## Your instructions:
Please state how many lines of the records below contain the word "foliage". Give the number and nothing else.

*** Data extracts Section Begins ***

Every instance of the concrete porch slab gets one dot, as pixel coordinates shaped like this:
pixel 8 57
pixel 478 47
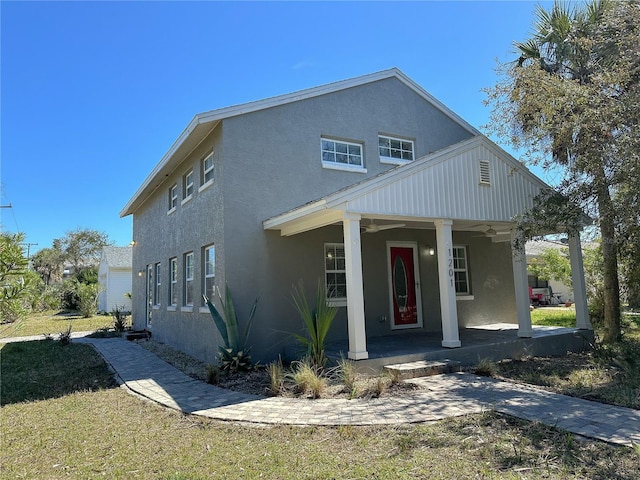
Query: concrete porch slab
pixel 491 342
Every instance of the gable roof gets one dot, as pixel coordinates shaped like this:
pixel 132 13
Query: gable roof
pixel 443 184
pixel 204 123
pixel 117 257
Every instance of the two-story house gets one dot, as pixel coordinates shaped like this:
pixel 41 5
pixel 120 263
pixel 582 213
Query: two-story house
pixel 402 209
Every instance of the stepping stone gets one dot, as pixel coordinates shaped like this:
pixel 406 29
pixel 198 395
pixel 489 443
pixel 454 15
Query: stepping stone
pixel 422 368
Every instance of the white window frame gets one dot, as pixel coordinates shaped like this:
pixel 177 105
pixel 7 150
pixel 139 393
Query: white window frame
pixel 326 153
pixel 390 159
pixel 172 301
pixel 332 300
pixel 187 186
pixel 173 198
pixel 208 271
pixel 206 171
pixel 485 172
pixel 188 280
pixel 457 269
pixel 157 285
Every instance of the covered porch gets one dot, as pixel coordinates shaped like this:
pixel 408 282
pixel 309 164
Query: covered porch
pixel 488 342
pixel 471 188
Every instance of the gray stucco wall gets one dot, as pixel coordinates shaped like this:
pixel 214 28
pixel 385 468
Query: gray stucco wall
pixel 268 162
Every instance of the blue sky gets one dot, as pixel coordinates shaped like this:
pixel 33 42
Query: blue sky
pixel 94 93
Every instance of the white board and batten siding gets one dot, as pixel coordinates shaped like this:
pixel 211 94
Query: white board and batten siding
pixel 448 185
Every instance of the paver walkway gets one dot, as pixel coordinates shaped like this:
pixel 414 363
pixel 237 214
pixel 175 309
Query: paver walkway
pixel 443 396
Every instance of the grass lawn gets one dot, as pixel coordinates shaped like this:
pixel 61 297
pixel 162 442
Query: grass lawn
pixel 87 428
pixel 54 323
pixel 608 374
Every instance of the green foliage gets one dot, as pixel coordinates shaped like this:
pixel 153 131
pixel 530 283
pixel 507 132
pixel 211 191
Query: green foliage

*** Data extracts Section Ends ***

## Exercise output:
2